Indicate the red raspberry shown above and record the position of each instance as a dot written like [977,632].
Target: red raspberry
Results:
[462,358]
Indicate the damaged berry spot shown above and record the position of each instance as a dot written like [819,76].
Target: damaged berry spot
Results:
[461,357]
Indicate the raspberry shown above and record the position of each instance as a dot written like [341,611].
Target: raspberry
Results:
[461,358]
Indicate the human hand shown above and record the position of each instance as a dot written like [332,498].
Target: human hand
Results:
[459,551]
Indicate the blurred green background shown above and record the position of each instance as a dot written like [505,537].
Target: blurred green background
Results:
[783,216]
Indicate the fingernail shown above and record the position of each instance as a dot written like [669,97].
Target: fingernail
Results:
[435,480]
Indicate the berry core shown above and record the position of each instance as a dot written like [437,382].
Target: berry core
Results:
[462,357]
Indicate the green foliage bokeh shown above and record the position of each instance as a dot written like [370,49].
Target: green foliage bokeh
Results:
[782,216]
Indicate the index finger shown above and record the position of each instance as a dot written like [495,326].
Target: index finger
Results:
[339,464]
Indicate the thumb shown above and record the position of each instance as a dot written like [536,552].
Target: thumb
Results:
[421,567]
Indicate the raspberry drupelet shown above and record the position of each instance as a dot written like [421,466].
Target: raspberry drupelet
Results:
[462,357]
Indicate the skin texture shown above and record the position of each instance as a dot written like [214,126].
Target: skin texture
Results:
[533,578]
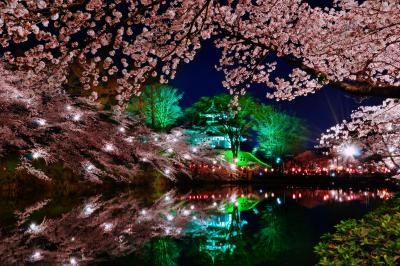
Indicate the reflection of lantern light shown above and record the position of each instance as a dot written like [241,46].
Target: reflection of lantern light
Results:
[73,261]
[36,256]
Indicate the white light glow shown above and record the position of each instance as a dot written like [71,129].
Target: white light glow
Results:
[36,256]
[88,210]
[350,151]
[36,155]
[76,117]
[108,147]
[107,227]
[41,122]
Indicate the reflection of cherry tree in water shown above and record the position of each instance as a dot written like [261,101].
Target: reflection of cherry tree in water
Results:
[272,238]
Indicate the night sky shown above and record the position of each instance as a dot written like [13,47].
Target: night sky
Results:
[320,110]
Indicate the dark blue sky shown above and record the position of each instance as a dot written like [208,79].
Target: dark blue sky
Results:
[320,110]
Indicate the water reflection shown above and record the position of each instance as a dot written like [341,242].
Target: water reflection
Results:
[222,226]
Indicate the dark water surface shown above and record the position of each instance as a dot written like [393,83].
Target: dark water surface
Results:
[224,225]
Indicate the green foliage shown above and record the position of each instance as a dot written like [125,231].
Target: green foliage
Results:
[231,121]
[278,133]
[373,240]
[159,104]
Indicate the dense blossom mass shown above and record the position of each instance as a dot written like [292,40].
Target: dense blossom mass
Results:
[353,46]
[43,124]
[373,130]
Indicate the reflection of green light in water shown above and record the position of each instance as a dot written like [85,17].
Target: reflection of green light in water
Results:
[243,203]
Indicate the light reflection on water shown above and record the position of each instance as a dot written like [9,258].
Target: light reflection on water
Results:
[222,226]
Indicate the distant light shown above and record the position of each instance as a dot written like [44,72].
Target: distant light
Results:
[34,228]
[89,167]
[350,150]
[41,121]
[36,256]
[88,210]
[108,147]
[36,155]
[76,117]
[73,261]
[107,227]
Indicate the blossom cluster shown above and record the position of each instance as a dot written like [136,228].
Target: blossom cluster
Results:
[351,45]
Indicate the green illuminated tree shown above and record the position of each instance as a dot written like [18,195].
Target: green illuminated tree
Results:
[278,133]
[222,118]
[159,104]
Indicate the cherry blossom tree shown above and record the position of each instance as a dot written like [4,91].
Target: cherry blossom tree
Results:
[351,45]
[43,124]
[373,129]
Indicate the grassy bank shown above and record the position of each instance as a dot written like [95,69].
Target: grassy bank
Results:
[373,240]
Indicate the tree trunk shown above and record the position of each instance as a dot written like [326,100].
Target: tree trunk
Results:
[152,107]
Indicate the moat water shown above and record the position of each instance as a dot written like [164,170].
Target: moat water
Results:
[222,225]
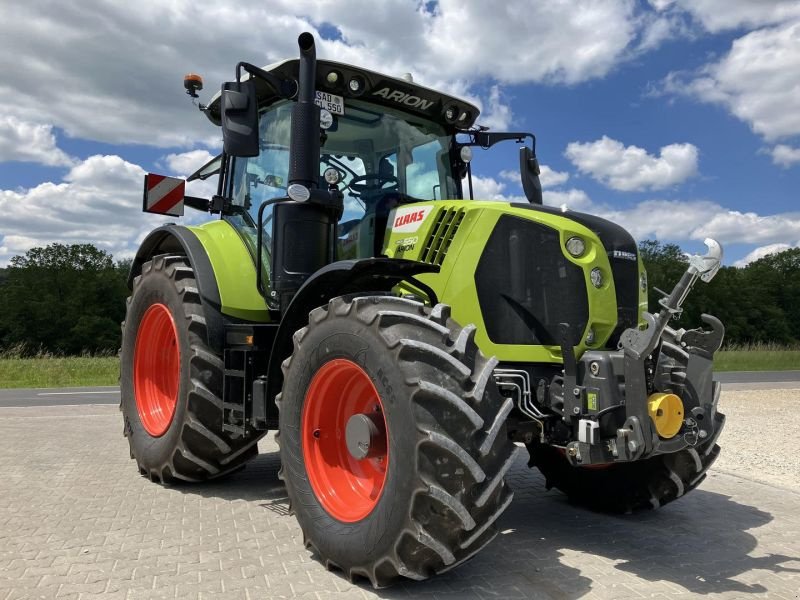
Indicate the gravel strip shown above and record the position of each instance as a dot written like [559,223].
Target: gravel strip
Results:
[760,439]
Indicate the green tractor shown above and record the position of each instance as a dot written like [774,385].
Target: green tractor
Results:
[349,297]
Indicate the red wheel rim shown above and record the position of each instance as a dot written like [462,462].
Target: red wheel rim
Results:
[346,487]
[156,370]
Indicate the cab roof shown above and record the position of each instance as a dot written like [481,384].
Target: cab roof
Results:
[377,88]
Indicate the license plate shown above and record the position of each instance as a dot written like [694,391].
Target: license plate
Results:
[331,102]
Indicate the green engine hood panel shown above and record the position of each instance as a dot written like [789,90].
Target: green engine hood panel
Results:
[454,234]
[234,270]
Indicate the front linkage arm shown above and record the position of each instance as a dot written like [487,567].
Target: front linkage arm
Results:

What is needed —
Output all of the records exactly as they appear above, but not the pictures.

Exercise response —
Indicate the red raspberry shown above and record the position of each instance as a dot written like [977,632].
Target: red raspberry
Results:
[462,358]
Indicate the damaged berry spot shown above and record the position of each instance as a dot written like [819,76].
Target: damaged berry spot
Results:
[461,357]
Indicate the raspberry shown above and record the position of each instance as a dot written like [341,611].
Target: raspberry
Results:
[461,358]
Indicate the human hand shown above and record the position of each instance as a dot written like [332,498].
Target: human hand
Results:
[459,551]
Indicate the blurred green background shown above and record the position of each instance as a dot written like [505,537].
Target: blurred green background
Results:
[783,216]
Indicate the fingernail shown above and record the position of each instance as a dot written like [669,97].
Target: fingernail
Results:
[435,480]
Indicate the berry core shown above and record the position of each instance as a dot written like [437,382].
Target: berry core
Results:
[462,357]
Indicate the green foliage bokeh shown above and record the position of each instance as a dot written like [370,49].
Target: green foliage bokeh
Results:
[782,216]
Indicate the index finger shown above and record the position of each instance as a dot written like [495,326].
Target: index finger
Results:
[339,464]
Indicate the thumb shown above and record the position of each instance as a dot written like [536,552].
Target: thumb
Results:
[421,567]
Indicate the raspberry drupelet shown above and record the position of each instance as a dot written like [421,466].
Target: raspberry drupelet
Results:
[462,357]
Indicate the skin texture shown above and record the position of each instance as a dot written like [214,126].
Target: skin texture
Results:
[533,578]
Indicate the reflection of lantern light shown above and record the position of each instance as a dot written like [241,46].
Target: reflection of lantern light
Results:
[73,261]
[36,256]
Indicate the white light glow shown above and record the position of each instance as a dot written like [71,129].
Target: white light glow
Results:
[36,256]
[88,210]
[350,151]
[36,155]
[76,117]
[108,147]
[107,227]
[41,122]
Indicate the reflection of cherry tree in water shown above and record the position of each instance as a dot written like [261,101].
Target: reflection of cherry tree in water
Results:
[272,238]
Indicate the night sky shown above and record the position of each instance as a dot written like [13,47].
Target: night sky
Results:
[320,110]
Indicate the dark blue sky shown above and record the position of each instance as a dot written like [208,79].
Target: dark blue sky
Results:
[320,110]
Indicate the water reflection shown above and record the position of each instance as a dot written like [341,242].
Target: water reflection
Results:
[222,226]
Indicate the dark water surface shown above and record the position of each instance as a dot written like [393,83].
Target: dark water surface
Results:
[224,225]
Indicate the green foliage shown above and record the position of each instance as a dot written like [125,231].
Target: green foliage
Results:
[231,121]
[278,133]
[373,240]
[159,104]
Indicate the dense blossom mass shown above and record the position of each instance as a dot written like [292,40].
Target: dense blossom mass
Results:
[353,46]
[43,124]
[373,130]
Indicate the reflection of green light in water shown above and record the position of each instance as a dot written like [85,17].
Target: reflection of green light in water
Results:
[243,203]
Indicate the light reflection on water shown above and record the position of each instance as a dot written like [9,258].
Target: light reflection on water
Results:
[222,226]
Indicate the distant light shown above and record the position of each instance as a dot written like [44,72].
Target: distant light
Results:
[34,228]
[89,167]
[350,150]
[41,121]
[36,256]
[88,210]
[108,147]
[36,155]
[76,117]
[73,261]
[107,227]
Indicate the blossom cluster shown above and record the position of each instance as a dot written like [136,228].
Target: blossom cluster
Results:
[351,45]
Indicate the green illuminated tree shown above and record the position of each instance as a dot written like [18,195].
Target: green illuminated tree
Results:
[278,133]
[222,118]
[159,104]
Indicate the cherry blossom tree shown above and record the position of each instance as a dot written like [4,91].
Target: cherry blossom tree
Results:
[351,45]
[43,124]
[373,129]
Indicate the grassy bank shown above and record the position of each instance as a dot written like [95,69].
Target: grassy bank
Results:
[373,240]
Indicate the tree trunk shown above and record the position of each instance as a dot written like [326,100].
Target: tree trunk
Results:
[152,107]
Indicate the moat water shown above and record the position of each instance as a dot written like [164,170].
Target: moat water
Results:
[222,225]
Indicate the gravel strip shown above and record the position of each instance as a dot written like [559,223].
Target: gravel strip
Results:
[760,439]
Indicate the green tractor shown above and record the position of each instance as a dot written like [774,385].
Target: green tractor
Results:
[349,297]
Indicate the red wheel rim shown above and record the position of each instance as a dot written like [462,462].
Target: red wheel rim
Results:
[346,487]
[156,370]
Indicate the cab roof shown above and record the position of each instance as a dot written like [481,384].
Target: cab roof
Results:
[377,88]
Indicate the license plate shown above and record the position of each instance as a dot written like [694,391].
Target: license plate
Results:
[331,102]
Indicate the green engine hood panel shown above and record the position of each instance as a dot written like [789,90].
Target: green engine hood panel
Results:
[454,234]
[234,270]
Indicate the front linkage arm shown above and record the position of each instance as a dot written like [487,567].
Target: front linkage arm
Results:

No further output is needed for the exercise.